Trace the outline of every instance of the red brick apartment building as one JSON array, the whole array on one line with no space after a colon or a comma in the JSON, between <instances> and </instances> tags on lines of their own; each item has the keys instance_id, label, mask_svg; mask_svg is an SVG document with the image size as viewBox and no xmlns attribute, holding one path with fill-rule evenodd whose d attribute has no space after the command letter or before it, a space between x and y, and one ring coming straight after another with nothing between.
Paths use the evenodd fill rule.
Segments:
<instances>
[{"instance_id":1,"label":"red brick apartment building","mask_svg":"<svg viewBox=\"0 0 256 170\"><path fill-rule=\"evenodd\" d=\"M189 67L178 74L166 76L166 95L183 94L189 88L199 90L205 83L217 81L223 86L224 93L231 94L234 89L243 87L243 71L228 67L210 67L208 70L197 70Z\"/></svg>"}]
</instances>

*-*-*

- **Given request**:
Which lines of the material contain the string "apartment"? Pull out each such line in full, and treat uppercase and lowercase as different.

- **Answer for the task**:
Trace the outline of every instance of the red brick apartment building as one JSON array, the whole array on one line with no space after a colon or a comma in the JSON, between <instances> and </instances> tags on lines of their own; each item has the keys instance_id, label, mask_svg; mask_svg is an SVG document with the image size as viewBox and no xmlns attribute, holding one path with fill-rule evenodd whose d attribute has no space after the command letter or before it, a space between x and y, and one ring coming straight after another with nothing between.
[{"instance_id":1,"label":"red brick apartment building","mask_svg":"<svg viewBox=\"0 0 256 170\"><path fill-rule=\"evenodd\" d=\"M189 67L178 74L166 76L166 95L183 94L189 88L199 90L205 83L217 81L223 86L224 93L231 94L234 89L243 87L243 71L228 67L210 67L208 70L197 70Z\"/></svg>"}]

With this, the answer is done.